START

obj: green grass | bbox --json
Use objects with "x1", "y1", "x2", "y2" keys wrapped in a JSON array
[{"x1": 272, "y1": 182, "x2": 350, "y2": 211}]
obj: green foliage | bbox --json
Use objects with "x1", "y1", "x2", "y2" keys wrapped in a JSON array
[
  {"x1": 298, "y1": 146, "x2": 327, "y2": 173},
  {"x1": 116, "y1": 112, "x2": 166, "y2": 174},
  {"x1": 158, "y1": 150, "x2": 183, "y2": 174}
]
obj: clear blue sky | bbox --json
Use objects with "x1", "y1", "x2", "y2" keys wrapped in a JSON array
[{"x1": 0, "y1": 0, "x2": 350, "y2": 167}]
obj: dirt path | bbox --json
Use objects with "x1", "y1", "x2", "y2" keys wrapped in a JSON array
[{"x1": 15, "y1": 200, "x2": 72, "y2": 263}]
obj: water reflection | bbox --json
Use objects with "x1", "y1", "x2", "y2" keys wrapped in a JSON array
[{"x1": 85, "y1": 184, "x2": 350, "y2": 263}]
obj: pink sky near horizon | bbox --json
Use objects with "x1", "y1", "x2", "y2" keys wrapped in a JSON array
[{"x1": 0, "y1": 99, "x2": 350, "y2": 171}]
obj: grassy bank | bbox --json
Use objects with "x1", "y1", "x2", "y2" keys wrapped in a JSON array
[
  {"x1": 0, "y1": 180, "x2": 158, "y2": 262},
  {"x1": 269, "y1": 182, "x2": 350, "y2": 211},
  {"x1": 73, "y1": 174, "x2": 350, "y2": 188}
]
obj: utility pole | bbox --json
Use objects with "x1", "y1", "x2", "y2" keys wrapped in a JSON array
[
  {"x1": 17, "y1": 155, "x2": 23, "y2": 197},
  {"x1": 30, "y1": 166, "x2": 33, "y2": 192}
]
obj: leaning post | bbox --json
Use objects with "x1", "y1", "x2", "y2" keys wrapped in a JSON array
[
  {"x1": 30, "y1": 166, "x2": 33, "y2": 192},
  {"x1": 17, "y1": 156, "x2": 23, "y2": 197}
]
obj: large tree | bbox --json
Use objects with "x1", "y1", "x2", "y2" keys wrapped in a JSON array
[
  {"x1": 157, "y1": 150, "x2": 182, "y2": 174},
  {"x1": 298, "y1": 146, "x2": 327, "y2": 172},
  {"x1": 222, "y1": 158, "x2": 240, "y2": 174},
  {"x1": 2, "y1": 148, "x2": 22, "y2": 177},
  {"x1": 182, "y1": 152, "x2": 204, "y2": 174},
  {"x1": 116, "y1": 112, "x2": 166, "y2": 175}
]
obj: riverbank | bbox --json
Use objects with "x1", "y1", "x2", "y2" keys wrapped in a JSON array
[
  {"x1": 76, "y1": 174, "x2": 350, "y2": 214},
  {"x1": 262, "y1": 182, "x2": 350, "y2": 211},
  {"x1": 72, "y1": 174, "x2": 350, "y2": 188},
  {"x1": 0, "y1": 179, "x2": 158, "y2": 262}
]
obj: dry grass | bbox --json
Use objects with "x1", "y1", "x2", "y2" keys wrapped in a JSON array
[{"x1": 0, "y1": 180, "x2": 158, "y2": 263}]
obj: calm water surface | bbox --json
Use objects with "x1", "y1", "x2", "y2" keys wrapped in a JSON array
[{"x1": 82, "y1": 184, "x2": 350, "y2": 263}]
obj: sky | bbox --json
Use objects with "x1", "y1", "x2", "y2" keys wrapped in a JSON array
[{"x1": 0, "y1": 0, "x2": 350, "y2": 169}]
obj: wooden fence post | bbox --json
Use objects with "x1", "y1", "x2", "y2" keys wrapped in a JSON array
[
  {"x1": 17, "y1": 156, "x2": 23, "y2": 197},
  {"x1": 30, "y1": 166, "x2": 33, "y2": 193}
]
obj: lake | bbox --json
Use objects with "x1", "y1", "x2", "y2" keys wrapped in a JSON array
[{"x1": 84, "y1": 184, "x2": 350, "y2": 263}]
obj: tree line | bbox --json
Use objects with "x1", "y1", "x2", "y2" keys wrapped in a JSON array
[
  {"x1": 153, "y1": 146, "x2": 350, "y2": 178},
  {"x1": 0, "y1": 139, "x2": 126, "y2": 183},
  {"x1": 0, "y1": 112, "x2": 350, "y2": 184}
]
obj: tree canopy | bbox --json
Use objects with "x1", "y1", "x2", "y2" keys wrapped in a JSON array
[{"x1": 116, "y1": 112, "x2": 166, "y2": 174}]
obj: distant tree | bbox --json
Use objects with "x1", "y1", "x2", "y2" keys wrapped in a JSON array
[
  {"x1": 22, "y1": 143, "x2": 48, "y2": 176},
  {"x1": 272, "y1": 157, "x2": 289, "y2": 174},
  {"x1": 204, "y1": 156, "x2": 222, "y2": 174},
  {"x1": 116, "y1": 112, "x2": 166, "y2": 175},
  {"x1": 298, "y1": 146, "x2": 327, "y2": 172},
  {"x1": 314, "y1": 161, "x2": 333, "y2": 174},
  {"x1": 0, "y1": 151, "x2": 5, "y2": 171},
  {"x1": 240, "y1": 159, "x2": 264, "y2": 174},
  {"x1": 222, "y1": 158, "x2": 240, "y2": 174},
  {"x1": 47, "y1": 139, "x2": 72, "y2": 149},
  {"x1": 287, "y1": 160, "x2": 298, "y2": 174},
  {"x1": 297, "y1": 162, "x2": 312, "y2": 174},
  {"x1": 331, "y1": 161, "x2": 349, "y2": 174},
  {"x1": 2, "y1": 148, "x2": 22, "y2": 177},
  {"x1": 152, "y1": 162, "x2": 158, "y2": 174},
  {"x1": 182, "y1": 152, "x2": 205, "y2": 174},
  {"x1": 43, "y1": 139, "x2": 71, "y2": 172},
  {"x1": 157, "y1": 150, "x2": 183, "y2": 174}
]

END

#### [EXERCISE DETAILS]
Select every line above that contains the string "water" and copy each one.

#### [TASK OUTPUT]
obj: water reflection | bbox --json
obj: calm water surface | bbox --json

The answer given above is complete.